REQUIRED WORK:
- A) According to the blog post about cars and attraction, what did the link posted by the writer's Facebook friend claim?
- B) Continue the blog post about cars and attraction from the point where it stops.

Prior to that, I visited ailing family in Michigan and, directly after my own surgery, I hosted visiting friends in San Diego. Which, by the way, was the most fun I've had in a very long time. Thanks, Denise and Lizzie!
Okay, so I mentioned some of my excuses. Sue me. (No, don't. I'm unemployed and paying medical bills right now. You won't get anything.)
The thing which brings me to my blog this morning is a link which a Facebook friend posted, claiming that girls really are more attracted to men in expensive cars. In his post, my friend claimed that this was exceedingly obvious. What a crock!
Look, there's no denying that if you put 10 cars in a row and ask me to pick the most attractive one, I will certainly have an opinion. The same is true if you put 10 single men in a row. But if the car I found most attractive happens to belong to the man I find most attractive, it will be a coincidence at best.
Here's the thing which women learn with time and experience: the guy getting out of the car is more important than the car from which he gets out. Granted, if the car is a Ranchero so rusted that the bed has been kicked off the chassis, the doors are held closed with a bungie cord, and the floorboard has a hole in it allowing a tornado of leaves to accompany its passengers, I might think twice about the driver (yes, I've met this car); but in most cases, four wheels and a working engine are all that are required.
What time and experience teach us is this: as a general rule, the worst men drive the best cars. The spoiled, entitled, bossy, manipulating men go for show -- and nine times out of ten, that showy car is no indication of his income. Until he proves to you that he's a lawyer or doctor, it's safe to assume that his parents bought the car or that he's a drug dealer.

DATASET:
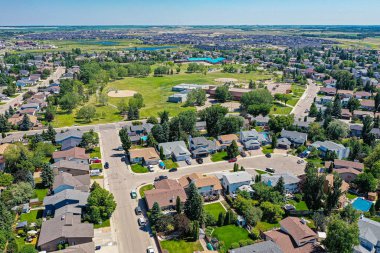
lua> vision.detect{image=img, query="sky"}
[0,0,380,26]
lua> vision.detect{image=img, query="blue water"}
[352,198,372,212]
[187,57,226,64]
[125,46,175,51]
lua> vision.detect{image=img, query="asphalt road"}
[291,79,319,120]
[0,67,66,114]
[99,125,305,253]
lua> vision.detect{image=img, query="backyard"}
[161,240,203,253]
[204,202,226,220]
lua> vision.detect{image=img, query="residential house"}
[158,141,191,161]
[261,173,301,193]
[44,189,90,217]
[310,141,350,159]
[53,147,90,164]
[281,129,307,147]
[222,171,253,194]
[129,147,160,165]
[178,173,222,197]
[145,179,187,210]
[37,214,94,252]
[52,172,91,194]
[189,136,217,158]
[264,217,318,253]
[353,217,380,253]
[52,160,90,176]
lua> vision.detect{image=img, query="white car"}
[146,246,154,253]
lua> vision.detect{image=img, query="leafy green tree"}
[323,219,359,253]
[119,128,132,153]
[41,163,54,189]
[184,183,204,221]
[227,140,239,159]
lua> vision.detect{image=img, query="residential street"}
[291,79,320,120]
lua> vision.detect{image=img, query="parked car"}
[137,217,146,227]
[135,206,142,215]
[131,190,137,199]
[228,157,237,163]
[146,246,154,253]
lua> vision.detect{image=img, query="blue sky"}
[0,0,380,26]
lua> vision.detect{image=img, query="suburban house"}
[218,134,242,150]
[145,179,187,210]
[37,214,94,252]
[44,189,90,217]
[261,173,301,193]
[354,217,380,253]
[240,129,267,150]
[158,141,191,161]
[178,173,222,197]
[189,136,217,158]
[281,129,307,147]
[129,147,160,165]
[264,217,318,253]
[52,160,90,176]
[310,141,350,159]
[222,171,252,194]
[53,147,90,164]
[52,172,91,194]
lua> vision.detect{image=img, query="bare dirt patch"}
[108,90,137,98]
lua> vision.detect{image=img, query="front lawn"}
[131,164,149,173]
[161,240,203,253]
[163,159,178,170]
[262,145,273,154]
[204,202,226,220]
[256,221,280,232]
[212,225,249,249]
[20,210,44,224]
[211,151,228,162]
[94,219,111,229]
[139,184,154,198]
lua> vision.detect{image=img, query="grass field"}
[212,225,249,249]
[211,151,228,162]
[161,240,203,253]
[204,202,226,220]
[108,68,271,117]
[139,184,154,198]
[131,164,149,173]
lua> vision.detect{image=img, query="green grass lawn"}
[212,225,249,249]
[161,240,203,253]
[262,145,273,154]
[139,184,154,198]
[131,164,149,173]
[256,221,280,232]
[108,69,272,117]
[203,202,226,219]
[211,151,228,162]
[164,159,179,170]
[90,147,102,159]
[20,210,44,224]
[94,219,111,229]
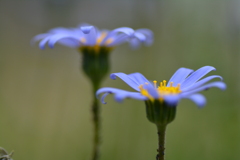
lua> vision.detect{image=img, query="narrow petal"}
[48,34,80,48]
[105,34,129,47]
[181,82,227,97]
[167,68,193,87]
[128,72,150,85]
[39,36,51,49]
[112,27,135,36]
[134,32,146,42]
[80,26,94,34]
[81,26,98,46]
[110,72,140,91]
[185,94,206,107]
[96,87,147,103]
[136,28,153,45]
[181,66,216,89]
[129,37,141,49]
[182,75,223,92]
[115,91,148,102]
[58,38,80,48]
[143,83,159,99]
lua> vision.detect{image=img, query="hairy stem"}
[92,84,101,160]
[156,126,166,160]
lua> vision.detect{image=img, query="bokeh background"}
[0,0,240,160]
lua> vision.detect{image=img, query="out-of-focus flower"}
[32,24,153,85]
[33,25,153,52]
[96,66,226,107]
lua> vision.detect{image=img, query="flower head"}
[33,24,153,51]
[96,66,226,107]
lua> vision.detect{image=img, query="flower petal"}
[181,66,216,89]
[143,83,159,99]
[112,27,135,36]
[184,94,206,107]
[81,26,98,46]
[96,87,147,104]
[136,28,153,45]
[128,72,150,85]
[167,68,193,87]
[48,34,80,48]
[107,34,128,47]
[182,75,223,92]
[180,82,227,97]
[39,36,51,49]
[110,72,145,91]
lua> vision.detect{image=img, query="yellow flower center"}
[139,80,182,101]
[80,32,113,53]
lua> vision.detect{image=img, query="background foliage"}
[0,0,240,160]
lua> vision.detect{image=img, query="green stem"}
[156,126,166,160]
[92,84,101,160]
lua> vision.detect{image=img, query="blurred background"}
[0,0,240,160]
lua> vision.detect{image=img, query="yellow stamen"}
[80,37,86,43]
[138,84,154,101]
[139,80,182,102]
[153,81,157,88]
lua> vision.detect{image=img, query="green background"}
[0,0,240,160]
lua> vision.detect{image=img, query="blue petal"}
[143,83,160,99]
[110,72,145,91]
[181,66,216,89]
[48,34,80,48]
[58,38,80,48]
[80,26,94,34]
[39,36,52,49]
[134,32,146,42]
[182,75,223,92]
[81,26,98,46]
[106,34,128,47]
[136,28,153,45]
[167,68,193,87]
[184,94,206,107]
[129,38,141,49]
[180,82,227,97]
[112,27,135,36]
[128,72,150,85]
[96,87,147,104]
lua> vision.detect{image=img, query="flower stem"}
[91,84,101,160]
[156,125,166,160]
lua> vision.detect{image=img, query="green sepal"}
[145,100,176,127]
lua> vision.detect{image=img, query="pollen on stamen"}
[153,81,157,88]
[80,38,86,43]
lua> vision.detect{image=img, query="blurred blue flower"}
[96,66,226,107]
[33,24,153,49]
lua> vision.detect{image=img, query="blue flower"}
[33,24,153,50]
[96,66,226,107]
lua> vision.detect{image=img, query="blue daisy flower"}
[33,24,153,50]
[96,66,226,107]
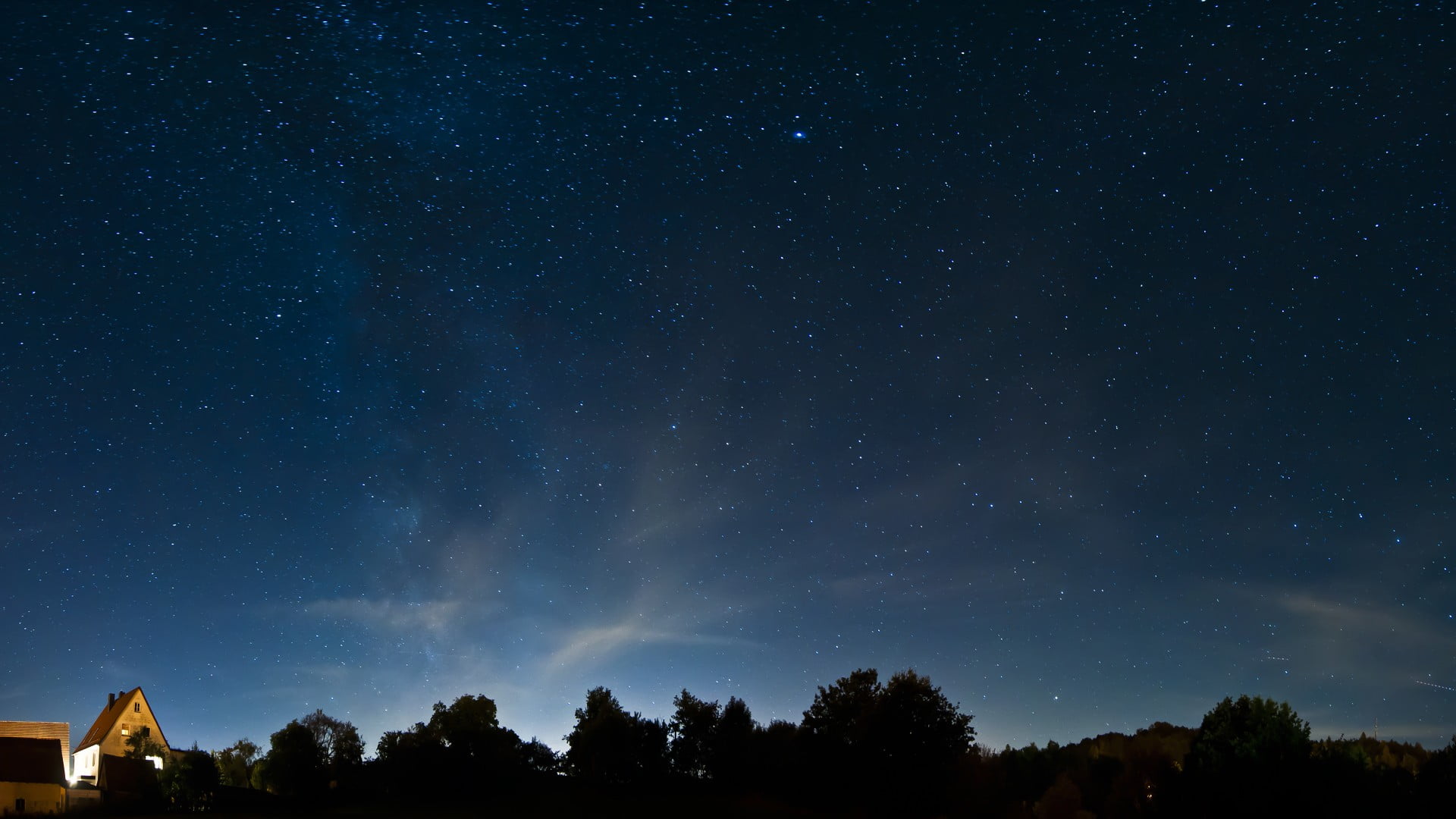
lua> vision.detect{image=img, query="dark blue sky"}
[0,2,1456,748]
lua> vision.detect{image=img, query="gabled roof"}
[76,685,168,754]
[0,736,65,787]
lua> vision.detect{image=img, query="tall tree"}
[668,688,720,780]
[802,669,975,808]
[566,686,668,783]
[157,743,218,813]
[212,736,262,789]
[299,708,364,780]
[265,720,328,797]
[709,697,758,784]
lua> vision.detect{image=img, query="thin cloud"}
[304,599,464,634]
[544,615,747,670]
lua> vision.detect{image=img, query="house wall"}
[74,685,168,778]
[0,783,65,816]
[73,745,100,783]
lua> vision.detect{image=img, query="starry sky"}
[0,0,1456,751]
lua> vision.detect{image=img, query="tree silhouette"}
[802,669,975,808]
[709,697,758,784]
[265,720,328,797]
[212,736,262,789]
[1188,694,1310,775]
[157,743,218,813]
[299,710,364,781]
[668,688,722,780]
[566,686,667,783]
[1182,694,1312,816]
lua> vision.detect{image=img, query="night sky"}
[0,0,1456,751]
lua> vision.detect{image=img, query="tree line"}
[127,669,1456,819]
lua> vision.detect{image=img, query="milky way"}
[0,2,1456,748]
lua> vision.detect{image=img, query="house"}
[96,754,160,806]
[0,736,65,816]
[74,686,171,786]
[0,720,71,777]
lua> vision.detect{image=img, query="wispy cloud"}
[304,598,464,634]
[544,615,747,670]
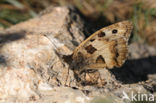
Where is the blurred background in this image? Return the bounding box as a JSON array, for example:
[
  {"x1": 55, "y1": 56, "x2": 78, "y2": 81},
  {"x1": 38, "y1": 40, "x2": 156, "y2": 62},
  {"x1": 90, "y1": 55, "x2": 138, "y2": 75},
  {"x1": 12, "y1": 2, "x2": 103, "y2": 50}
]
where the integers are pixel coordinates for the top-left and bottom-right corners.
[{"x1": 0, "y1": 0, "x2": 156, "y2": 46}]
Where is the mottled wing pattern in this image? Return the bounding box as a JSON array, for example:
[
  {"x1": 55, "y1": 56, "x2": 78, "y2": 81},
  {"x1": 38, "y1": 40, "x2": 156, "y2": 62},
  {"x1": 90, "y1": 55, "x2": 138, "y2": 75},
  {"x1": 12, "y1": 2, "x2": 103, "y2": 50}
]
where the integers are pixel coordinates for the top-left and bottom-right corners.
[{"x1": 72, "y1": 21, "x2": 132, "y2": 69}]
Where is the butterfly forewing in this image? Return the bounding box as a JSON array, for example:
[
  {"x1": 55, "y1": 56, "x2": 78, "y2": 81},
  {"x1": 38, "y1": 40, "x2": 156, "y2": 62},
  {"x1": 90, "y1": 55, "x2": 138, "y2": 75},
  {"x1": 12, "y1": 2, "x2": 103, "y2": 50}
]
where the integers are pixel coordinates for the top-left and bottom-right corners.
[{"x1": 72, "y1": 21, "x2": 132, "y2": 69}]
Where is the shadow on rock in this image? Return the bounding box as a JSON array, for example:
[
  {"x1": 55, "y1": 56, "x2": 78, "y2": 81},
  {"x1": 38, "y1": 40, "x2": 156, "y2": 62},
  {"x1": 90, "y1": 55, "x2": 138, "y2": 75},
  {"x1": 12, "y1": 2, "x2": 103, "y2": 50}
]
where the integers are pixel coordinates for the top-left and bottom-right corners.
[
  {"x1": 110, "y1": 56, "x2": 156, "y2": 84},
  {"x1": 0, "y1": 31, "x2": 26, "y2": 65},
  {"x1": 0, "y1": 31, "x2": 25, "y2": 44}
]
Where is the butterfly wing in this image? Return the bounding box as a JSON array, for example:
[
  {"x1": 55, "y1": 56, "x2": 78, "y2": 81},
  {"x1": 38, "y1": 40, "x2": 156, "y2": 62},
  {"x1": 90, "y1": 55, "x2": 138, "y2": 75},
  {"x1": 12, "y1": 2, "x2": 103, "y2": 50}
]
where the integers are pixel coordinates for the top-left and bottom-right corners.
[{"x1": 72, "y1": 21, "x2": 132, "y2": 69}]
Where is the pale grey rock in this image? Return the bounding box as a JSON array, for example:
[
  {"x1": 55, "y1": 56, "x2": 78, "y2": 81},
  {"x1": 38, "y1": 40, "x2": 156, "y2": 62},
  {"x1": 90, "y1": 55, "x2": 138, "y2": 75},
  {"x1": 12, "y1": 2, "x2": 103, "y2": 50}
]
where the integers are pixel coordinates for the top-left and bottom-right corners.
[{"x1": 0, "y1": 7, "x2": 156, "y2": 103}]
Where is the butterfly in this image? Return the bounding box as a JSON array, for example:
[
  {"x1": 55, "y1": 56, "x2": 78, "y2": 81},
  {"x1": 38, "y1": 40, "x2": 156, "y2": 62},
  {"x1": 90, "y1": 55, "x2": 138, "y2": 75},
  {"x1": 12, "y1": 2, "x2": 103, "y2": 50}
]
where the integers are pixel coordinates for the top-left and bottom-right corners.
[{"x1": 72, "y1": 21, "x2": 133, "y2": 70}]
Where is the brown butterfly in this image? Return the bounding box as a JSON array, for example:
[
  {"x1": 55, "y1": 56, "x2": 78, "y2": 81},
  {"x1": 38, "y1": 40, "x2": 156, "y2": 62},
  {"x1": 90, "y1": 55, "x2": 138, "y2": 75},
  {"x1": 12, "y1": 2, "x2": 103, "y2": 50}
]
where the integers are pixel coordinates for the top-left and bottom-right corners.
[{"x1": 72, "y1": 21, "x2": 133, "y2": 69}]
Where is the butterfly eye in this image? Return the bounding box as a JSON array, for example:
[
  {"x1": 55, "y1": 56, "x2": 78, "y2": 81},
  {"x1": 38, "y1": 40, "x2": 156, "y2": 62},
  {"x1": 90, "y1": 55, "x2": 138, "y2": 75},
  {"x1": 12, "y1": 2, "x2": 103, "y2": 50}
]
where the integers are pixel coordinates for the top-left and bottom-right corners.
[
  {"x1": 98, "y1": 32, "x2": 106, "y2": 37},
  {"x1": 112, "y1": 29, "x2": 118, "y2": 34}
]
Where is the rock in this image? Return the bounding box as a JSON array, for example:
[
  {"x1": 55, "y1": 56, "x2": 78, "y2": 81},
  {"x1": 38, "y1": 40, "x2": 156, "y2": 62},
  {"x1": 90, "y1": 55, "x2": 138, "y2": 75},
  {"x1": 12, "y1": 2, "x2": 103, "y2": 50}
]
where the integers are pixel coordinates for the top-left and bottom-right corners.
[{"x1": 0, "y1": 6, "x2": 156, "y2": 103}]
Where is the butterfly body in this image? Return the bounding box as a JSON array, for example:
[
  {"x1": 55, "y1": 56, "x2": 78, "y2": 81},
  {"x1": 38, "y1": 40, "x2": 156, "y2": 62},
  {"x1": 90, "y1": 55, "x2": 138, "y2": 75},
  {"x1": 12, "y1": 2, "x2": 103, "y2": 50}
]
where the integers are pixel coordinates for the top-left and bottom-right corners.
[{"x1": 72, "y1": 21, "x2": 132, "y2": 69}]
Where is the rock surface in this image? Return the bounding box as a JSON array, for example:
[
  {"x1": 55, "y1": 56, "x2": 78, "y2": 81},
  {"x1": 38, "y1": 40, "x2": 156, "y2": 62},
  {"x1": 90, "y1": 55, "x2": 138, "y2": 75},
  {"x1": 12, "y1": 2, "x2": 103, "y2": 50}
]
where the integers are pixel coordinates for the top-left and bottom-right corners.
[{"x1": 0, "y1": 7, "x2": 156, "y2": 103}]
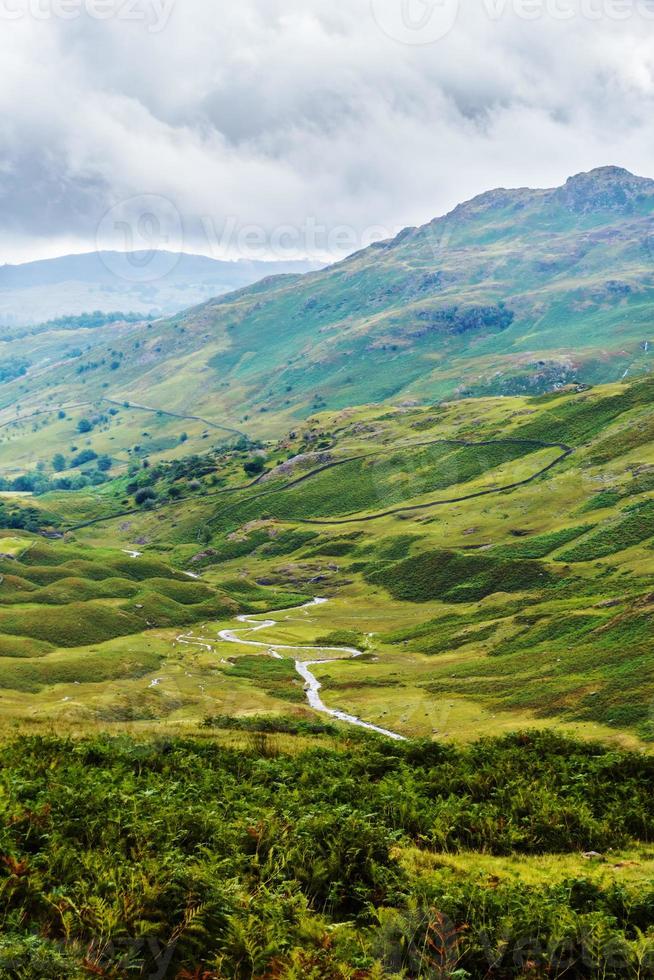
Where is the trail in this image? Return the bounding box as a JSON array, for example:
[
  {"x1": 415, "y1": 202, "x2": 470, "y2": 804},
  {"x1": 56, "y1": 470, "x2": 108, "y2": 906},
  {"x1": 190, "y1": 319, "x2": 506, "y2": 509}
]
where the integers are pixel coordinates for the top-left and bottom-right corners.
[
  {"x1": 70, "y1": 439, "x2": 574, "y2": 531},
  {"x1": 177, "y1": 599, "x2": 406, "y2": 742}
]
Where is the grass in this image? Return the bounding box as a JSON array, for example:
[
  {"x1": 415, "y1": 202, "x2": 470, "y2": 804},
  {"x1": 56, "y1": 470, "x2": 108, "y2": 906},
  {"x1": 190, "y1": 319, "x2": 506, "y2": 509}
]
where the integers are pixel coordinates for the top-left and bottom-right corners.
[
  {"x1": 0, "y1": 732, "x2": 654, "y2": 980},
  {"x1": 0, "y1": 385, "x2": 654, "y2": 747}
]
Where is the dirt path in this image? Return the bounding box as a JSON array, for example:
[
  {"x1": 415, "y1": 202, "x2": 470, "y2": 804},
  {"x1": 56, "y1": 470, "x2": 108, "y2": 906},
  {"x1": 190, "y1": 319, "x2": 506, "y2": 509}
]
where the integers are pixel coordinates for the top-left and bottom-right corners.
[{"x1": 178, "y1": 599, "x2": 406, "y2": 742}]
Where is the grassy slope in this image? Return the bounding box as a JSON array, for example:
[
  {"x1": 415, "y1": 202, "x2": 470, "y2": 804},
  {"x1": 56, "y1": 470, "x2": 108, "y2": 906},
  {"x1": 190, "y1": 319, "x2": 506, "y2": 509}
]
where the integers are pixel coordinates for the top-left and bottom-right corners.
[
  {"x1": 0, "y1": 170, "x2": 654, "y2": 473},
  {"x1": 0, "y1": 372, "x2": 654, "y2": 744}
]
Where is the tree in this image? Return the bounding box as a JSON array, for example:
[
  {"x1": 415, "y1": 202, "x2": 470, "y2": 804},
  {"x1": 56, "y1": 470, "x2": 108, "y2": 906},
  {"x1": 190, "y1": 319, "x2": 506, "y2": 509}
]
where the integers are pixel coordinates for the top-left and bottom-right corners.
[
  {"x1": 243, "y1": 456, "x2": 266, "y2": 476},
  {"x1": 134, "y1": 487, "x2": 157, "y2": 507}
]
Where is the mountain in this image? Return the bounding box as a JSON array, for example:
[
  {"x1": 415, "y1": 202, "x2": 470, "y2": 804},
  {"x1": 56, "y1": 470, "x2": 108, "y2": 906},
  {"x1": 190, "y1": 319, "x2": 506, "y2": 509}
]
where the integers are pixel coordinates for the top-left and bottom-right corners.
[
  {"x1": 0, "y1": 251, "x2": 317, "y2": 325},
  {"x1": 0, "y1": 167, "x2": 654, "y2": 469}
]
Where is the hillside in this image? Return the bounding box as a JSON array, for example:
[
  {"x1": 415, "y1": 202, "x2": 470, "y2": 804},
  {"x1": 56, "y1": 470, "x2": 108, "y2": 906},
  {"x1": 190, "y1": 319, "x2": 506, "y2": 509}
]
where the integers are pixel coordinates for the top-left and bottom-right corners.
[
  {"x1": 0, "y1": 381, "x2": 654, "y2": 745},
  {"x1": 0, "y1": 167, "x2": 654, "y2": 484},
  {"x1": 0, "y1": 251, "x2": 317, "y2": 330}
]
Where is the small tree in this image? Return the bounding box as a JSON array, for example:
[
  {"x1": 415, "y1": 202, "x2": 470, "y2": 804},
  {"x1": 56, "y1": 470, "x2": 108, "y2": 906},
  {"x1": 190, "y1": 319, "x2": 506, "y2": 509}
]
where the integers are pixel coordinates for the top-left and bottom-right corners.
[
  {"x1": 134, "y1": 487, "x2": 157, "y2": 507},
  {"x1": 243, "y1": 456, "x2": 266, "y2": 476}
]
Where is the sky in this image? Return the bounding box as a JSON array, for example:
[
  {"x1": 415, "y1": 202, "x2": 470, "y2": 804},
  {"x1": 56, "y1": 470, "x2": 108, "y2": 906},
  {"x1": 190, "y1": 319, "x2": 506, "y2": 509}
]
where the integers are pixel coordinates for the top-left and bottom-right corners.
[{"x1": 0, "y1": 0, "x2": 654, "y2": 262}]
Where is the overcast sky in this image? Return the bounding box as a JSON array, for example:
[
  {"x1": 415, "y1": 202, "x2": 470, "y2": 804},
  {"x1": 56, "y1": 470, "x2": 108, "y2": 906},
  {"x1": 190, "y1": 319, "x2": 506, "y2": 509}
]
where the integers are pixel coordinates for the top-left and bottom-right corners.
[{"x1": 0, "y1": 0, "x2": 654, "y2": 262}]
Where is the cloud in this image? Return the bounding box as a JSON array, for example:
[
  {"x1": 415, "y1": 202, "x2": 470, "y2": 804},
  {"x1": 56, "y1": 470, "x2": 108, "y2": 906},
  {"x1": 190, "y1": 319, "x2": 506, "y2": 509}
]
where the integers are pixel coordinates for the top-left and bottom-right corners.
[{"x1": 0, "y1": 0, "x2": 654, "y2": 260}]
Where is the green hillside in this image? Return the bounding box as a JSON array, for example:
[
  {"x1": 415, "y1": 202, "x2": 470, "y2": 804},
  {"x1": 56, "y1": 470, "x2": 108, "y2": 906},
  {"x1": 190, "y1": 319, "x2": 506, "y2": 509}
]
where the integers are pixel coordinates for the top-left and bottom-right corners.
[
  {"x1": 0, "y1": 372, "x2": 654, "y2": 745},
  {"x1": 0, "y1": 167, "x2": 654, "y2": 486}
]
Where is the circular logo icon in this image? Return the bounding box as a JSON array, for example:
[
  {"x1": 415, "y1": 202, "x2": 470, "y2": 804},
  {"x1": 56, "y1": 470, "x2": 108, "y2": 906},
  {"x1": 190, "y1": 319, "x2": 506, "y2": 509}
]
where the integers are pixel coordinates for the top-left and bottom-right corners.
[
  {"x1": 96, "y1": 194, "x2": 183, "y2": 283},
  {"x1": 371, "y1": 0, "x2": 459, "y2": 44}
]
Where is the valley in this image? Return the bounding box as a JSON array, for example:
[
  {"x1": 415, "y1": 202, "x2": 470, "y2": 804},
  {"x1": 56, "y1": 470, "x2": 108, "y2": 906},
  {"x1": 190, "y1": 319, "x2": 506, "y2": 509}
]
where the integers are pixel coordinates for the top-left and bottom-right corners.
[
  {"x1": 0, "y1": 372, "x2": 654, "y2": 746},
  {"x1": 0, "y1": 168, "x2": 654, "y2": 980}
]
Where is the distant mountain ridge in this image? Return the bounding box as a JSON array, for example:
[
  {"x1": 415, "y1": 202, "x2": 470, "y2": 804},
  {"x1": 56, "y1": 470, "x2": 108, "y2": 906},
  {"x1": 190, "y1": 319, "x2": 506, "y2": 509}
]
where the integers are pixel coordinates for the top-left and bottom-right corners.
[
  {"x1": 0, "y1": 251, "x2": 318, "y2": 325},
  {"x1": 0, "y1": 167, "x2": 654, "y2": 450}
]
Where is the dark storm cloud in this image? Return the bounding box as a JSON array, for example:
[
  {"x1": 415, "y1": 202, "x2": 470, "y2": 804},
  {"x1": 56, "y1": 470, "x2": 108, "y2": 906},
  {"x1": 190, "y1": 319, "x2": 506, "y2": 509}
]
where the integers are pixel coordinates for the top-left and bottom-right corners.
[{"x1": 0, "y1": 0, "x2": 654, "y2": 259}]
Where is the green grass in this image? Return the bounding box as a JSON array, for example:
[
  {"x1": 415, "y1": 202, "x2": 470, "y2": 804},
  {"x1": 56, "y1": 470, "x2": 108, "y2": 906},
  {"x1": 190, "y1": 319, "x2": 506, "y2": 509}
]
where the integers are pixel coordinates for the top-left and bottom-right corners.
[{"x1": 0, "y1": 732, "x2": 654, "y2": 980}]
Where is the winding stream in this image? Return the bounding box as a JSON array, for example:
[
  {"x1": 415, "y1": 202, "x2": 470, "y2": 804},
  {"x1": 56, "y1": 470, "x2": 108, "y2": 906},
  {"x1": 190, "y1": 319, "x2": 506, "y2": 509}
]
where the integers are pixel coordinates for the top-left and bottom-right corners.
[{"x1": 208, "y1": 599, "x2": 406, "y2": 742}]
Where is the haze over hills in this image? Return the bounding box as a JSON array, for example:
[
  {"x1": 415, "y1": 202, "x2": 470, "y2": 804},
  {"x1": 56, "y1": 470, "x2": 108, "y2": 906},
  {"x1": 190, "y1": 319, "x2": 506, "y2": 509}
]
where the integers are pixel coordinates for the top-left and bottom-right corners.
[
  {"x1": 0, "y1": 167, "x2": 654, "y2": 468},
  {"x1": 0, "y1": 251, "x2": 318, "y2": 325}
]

ANSWERS PROVIDED:
- A) It claimed that girls really are more attracted to men in expensive cars.

- B)
Okay, okay. That was a sweeping generalization and I know it. But COME ON. What kind of cars are we talking about here? Let's go back to the scientific study. Here I use "scientific" loosely.
Here's how researchers tested the women. "The university team showed women pictures of the same man sitting in two cars - a £70,000 silver Bentley Continental and a battered Ford Fiesta. The women, who were aged between 21 to 40, picked the man sitting in the Bentley ahead of the same man in the Ford."
You think I made a sweeping generalization?!? Here's the choice -- binary, mind you: a shiny new Bentley, or a battered old Ford. This isn't even a fair test comparing a new expensive car to a new affordable one. One is pristine the other is "battered." There doesn't even need to be a man anywhere near the car to predict the winner of this contest. Christ.
Let's see... are women really more attracted to men in EXPENSIVE cars, or to men in cars which haven't been ABUSED. I refer you to the aforementioned Ranchero. You could have done the same test with two Bentleys -- one new, one battered. Guess which one women (or men for that matter) would prefer. Yeah. But in that scenario the headline couldn't read that they prefer the expensive cars. Grr.
Crap science.
1 comment:
sam walton drove a 1979 ford pickup until her died in 1992.